§ **Selected text**:
Tags: Breakup, young


When I was 10, I had a huge crush on this boy, and everyone knew it. I went (and still go) to a private school, so news travels fast. In the end I got a URL in the year above to help me ask him out, and he said yes (I found out the next day that he thought 'go out' meant go round my house. Luckily once I explained it he said yes anyway). I continued to go out with him for another 11 months (quite good in junior school). Then one day my 'friend' came up to me and said that he wanted to break up. I was heartbroken, ended up being sick on the tennis courts and everything. The next day I ended up confronting him on the school playground. Long story short we played it is we broke up with each other.
He got into a grammar school at the end of Y6 and I haven't seen him again.


       

Dandan

March 26, 2014 @ (new jersey)

§ **Listing**:
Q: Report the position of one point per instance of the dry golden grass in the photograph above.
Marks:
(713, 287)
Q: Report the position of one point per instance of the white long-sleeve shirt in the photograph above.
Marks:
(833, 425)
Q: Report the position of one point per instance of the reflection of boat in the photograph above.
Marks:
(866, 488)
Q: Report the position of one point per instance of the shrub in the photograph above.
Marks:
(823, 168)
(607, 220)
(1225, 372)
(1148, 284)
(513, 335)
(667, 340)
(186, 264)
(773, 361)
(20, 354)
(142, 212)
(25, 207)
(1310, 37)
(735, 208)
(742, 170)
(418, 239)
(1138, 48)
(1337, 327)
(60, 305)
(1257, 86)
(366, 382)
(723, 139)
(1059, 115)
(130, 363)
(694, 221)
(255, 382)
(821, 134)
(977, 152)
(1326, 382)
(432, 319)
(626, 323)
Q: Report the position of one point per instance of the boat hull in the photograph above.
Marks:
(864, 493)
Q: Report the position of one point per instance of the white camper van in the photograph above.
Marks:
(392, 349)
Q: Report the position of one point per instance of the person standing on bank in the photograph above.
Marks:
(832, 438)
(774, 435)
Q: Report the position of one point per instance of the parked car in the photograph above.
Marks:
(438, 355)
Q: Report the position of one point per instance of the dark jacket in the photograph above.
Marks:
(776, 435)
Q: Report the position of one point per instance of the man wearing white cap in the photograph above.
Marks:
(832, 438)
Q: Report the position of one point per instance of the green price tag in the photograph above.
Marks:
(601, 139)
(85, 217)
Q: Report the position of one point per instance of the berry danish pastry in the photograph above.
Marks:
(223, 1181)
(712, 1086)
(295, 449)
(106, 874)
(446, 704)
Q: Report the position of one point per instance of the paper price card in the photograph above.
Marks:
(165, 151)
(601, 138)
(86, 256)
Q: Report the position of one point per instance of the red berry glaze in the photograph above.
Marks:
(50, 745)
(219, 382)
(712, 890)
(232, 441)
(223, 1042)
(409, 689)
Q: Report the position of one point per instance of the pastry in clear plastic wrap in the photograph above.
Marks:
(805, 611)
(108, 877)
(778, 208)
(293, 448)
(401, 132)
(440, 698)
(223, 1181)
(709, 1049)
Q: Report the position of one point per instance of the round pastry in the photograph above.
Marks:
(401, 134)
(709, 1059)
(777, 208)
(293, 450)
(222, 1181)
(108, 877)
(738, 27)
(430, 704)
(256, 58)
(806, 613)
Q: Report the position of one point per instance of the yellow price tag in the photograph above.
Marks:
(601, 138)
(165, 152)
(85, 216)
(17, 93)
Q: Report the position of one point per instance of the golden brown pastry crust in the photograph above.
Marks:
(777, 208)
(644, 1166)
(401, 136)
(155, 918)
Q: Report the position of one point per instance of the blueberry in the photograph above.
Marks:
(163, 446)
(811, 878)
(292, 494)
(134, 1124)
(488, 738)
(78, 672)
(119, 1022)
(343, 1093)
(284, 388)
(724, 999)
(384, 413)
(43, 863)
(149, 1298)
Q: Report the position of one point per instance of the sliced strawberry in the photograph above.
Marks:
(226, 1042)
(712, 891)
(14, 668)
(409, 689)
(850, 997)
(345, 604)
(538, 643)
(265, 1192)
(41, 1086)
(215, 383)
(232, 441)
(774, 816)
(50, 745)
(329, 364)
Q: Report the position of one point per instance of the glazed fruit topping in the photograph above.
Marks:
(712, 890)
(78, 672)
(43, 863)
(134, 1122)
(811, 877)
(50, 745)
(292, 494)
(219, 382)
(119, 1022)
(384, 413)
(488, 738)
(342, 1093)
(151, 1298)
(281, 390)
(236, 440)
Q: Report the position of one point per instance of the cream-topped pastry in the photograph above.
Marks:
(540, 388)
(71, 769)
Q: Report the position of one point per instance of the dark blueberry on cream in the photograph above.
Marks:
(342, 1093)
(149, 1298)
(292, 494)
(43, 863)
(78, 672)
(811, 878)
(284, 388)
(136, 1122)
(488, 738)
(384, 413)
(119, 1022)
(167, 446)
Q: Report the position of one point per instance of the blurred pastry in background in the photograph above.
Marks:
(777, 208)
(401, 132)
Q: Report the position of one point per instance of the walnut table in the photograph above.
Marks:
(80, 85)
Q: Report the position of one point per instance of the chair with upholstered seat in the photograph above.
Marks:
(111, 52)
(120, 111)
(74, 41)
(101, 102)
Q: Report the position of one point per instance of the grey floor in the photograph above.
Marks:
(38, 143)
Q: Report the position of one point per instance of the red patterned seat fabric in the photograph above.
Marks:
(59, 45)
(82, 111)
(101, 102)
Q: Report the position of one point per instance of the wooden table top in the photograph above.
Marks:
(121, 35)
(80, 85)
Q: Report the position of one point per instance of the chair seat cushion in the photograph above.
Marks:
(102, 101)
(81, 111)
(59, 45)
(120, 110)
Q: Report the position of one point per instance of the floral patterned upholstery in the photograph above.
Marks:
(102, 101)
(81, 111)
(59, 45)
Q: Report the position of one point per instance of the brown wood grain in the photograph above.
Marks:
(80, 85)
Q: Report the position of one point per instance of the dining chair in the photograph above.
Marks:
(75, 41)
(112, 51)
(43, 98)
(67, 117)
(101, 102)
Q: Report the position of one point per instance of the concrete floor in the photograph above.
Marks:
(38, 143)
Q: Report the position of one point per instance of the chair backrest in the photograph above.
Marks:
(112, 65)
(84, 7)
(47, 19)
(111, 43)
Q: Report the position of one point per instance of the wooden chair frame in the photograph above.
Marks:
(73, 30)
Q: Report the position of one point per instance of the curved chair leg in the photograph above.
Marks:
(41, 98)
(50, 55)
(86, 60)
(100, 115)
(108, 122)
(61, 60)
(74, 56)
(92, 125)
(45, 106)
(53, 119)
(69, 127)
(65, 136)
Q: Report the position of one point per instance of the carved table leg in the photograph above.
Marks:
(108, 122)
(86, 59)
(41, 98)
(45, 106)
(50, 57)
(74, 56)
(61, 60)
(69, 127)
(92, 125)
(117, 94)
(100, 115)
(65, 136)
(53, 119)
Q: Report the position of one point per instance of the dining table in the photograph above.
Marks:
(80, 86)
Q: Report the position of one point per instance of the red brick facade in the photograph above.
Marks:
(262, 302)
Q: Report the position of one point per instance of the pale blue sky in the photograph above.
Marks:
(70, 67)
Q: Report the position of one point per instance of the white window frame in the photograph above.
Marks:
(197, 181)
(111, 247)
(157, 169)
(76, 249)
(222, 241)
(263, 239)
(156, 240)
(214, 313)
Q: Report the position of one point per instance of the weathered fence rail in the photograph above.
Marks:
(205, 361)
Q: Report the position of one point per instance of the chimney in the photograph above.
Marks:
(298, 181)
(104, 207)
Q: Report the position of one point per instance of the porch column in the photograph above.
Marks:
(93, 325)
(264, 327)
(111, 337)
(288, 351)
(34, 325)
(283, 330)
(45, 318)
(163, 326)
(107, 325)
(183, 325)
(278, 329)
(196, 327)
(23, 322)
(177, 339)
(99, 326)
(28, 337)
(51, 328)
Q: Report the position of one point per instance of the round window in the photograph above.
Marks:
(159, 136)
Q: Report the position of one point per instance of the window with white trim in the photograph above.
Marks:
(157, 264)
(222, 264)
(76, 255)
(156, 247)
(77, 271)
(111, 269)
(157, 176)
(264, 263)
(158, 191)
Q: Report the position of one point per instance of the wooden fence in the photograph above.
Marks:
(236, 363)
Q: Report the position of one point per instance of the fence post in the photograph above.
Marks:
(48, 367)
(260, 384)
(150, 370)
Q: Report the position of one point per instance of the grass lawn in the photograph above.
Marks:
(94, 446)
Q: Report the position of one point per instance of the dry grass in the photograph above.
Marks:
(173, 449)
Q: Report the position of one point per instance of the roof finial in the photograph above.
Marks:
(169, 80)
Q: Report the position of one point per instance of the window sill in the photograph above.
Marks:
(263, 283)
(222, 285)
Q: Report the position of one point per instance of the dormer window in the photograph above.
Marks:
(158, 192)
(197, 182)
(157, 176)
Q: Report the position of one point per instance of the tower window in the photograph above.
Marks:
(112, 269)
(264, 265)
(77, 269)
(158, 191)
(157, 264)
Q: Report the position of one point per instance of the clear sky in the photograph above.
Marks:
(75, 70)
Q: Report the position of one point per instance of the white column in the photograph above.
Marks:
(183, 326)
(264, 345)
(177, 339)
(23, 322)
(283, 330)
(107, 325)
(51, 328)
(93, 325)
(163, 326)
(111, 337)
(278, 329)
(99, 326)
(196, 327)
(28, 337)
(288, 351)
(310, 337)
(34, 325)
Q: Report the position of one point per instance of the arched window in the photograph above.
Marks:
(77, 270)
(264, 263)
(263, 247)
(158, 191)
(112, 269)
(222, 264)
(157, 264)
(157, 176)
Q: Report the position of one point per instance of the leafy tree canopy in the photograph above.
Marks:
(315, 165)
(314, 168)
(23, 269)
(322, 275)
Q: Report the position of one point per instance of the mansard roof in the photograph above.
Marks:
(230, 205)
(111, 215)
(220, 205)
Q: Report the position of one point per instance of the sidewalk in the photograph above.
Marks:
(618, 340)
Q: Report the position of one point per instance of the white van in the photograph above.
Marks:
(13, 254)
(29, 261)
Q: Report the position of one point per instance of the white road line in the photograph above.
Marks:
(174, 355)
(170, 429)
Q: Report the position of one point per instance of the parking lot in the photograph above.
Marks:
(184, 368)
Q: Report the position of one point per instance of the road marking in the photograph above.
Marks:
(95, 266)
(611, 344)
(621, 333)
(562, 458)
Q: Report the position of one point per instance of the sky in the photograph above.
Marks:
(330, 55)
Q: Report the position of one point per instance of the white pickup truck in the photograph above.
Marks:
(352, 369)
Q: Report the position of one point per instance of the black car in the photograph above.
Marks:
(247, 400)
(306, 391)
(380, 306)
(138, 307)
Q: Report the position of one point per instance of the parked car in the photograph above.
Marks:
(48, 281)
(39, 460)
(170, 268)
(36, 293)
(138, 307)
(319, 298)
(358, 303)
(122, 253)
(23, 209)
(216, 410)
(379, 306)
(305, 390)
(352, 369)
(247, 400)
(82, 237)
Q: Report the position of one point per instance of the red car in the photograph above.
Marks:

§ **Set of tasks**:
1. Edit the breakup story from "When I was 10, I" up to and including "seen him again.", and put "devastated" in place of "heartbroken".
2. In the breakup story, why did the narrator need to explain things to the boy after he first said yes?
3. Do these statements agree with the breakup story? (a) The two stayed together for another 11 months. (b) The boy went on to the same school as the narrator after Y6. (c) The narrator was sick on the tennis courts after hearing the news.

§ **Answers to the exercise**:
1.
When I was 10, I had a huge crush on this boy, and everyone knew it. I went (and still go) to a private school, so news travels fast. In the end I got a URL in the year above to help me ask him out, and he said yes (I found out the next day that he thought 'go out' meant go round my house. Luckily once I explained it he said yes anyway). I continued to go out with him for another 11 months (quite good in junior school). Then one day my 'friend' came up to me and said that he wanted to break up. I was devastated, ended up being sick on the tennis courts and everything. The next day I ended up confronting him on the school playground. Long story short we played it is we broke up with each other.
He got into a grammar school at the end of Y6 and I haven't seen him again.

2. He had misunderstood the question. The narrator found out the next day that he thought "go out" meant going round the narrator's house, and after the explanation he still said yes.

3.
(a) Yes: "I continued to go out with him for another 11 months"
(b) No: "He got into a grammar school at the end of Y6 and I haven't seen him again."
(c) Yes: "ended up being sick on the tennis courts"